** Working data **
----------

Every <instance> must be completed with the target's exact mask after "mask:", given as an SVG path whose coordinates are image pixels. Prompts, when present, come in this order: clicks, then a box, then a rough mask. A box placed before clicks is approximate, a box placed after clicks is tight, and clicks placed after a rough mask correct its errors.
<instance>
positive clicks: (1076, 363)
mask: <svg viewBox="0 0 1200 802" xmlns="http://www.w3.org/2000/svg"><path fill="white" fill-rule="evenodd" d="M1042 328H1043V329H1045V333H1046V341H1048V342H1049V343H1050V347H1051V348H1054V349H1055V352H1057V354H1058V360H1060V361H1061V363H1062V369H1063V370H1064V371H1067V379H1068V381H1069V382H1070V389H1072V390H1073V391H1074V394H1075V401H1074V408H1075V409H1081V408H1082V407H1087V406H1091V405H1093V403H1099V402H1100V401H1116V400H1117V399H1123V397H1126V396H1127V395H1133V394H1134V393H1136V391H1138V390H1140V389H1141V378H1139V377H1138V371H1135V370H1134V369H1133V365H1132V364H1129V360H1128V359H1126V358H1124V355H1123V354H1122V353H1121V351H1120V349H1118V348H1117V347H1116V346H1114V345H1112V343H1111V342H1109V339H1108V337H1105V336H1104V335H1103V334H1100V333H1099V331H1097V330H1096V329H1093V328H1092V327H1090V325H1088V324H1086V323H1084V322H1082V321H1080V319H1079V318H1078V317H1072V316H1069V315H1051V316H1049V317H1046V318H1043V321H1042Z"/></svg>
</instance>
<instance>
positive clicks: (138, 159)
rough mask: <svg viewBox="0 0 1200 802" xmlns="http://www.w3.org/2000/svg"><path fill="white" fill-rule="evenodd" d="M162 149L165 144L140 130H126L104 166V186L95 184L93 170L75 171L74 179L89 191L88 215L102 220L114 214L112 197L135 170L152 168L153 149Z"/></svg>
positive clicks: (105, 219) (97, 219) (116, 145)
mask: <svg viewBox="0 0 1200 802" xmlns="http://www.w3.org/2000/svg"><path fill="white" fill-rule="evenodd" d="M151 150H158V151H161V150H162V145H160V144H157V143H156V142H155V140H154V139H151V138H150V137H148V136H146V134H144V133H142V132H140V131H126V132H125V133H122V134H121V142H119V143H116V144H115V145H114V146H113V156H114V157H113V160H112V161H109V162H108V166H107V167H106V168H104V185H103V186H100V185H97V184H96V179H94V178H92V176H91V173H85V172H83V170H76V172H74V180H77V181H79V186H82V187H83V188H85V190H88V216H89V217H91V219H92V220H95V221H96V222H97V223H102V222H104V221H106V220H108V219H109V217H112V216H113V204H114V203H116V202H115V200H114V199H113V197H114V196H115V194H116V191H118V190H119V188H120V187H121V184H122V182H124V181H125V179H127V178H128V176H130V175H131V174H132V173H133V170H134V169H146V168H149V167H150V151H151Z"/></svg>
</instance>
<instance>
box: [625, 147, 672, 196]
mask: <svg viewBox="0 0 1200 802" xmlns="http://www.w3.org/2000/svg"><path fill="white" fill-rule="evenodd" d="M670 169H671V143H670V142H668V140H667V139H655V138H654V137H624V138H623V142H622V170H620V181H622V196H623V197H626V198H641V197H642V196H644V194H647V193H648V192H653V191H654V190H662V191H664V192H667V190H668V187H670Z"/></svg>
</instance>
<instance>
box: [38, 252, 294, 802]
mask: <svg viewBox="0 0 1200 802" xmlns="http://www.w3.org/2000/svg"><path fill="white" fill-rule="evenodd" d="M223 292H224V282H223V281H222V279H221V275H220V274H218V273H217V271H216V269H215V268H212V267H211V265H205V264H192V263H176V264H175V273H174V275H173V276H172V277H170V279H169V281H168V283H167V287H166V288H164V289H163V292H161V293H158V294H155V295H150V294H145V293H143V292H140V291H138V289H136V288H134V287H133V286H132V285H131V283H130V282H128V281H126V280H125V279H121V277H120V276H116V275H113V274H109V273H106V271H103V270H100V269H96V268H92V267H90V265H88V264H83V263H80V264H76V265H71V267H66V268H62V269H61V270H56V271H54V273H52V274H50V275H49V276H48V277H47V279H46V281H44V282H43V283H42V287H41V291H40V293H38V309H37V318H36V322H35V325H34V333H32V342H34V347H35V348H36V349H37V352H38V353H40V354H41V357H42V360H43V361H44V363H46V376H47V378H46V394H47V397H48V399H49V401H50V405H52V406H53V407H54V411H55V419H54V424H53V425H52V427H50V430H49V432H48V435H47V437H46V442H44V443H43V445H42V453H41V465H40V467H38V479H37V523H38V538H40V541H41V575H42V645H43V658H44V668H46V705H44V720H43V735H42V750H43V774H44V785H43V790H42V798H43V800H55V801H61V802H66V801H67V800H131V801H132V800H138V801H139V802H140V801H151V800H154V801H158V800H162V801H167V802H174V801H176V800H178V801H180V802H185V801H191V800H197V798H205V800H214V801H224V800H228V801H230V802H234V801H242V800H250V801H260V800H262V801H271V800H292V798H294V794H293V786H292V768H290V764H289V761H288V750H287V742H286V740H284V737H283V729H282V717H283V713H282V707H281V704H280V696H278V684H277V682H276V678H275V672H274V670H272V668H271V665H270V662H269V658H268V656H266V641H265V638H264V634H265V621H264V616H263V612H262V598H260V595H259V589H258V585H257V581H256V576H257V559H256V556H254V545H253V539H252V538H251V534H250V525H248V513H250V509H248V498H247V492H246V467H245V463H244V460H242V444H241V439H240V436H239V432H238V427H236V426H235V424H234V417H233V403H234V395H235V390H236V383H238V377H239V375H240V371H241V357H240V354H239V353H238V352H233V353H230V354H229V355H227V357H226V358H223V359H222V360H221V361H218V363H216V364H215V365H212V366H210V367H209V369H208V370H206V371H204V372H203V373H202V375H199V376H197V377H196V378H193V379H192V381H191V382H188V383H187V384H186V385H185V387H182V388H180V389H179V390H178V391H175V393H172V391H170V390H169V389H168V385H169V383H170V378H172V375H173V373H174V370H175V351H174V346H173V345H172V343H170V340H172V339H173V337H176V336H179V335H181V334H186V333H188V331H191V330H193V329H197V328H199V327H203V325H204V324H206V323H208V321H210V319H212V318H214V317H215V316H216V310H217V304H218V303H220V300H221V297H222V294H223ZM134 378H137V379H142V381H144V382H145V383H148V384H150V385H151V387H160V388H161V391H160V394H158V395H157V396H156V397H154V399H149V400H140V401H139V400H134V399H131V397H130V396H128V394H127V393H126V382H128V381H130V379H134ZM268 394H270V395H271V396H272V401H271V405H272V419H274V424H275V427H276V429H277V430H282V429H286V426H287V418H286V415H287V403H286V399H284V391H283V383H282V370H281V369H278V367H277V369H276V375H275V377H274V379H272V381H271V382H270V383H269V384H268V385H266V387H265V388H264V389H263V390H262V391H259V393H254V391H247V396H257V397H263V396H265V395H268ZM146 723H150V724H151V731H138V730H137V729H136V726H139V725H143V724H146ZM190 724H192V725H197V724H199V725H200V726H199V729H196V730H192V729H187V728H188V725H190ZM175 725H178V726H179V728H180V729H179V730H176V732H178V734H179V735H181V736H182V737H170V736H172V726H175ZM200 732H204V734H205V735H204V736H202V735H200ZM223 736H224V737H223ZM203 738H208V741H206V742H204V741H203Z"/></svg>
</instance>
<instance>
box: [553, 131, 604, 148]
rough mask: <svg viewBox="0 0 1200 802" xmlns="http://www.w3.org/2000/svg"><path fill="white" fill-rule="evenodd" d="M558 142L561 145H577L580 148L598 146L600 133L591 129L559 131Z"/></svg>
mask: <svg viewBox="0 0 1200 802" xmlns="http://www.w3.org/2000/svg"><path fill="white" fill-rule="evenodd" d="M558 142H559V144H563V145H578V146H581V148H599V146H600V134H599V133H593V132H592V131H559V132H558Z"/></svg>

----------

** The problem **
Display each line of the records above that contains the string "positive", copying every such line in full. Uppercase and lowercase letters count as different.

** Finished task **
positive clicks: (1076, 363)
positive clicks: (138, 159)
positive clicks: (105, 219) (97, 219) (116, 145)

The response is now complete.